(Natural-language object grounding data)
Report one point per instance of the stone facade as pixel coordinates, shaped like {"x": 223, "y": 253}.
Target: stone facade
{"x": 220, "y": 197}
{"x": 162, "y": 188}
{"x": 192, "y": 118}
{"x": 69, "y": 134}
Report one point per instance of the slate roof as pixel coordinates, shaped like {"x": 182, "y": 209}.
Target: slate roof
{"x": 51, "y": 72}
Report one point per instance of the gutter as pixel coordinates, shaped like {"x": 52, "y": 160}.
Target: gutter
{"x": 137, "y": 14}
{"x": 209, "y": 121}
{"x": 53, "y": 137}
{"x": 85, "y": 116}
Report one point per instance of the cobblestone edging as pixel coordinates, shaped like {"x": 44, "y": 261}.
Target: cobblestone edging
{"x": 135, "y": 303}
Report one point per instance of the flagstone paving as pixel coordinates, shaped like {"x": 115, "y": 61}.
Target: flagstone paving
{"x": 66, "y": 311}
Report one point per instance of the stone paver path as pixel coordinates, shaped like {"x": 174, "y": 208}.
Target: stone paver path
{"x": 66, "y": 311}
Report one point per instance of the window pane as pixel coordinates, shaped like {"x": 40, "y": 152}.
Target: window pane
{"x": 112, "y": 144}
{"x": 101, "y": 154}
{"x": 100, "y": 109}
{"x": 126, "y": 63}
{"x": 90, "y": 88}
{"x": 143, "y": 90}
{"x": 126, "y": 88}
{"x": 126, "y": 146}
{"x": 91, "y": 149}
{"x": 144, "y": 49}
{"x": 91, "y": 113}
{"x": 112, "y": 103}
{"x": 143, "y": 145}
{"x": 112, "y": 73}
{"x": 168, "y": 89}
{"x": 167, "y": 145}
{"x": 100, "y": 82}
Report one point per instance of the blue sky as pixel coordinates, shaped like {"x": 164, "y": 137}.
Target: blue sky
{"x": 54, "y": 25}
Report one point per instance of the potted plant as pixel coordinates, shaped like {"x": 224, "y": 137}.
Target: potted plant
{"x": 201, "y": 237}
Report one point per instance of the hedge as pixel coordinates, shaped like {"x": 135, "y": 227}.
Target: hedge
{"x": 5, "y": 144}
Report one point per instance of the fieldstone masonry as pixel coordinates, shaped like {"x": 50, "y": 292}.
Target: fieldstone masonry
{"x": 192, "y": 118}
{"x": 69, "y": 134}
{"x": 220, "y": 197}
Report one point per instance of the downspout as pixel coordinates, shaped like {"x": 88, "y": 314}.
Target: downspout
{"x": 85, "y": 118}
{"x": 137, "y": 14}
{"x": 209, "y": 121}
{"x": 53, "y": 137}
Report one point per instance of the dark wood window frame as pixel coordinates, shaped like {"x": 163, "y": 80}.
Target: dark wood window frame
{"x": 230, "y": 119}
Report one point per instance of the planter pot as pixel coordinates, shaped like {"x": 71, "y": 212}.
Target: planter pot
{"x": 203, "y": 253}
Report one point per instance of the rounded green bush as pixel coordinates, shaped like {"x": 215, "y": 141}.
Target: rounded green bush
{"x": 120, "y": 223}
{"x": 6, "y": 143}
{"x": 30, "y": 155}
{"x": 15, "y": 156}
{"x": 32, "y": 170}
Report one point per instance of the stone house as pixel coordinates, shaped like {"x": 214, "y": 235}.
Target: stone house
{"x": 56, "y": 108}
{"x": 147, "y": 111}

ABOUT THIS EXERCISE =
Print precisely the lines from the one with "Target: dark wood window frame" through the end of the data above, adding nothing.

SOLVED PROBLEM =
Target: dark wood window frame
{"x": 230, "y": 119}
Report one point per instance of the planter pot as pixel coordinates, shaped like {"x": 71, "y": 212}.
Target: planter pot
{"x": 203, "y": 253}
Report one point per instance of the rounded green bush as pixel coordinates, shaped like {"x": 215, "y": 141}.
Target: rounded green bush
{"x": 120, "y": 223}
{"x": 6, "y": 143}
{"x": 30, "y": 155}
{"x": 15, "y": 156}
{"x": 32, "y": 170}
Report one point per instance of the stone house as pixel coordinates, shaped like {"x": 214, "y": 235}.
Target: stone house
{"x": 56, "y": 108}
{"x": 147, "y": 111}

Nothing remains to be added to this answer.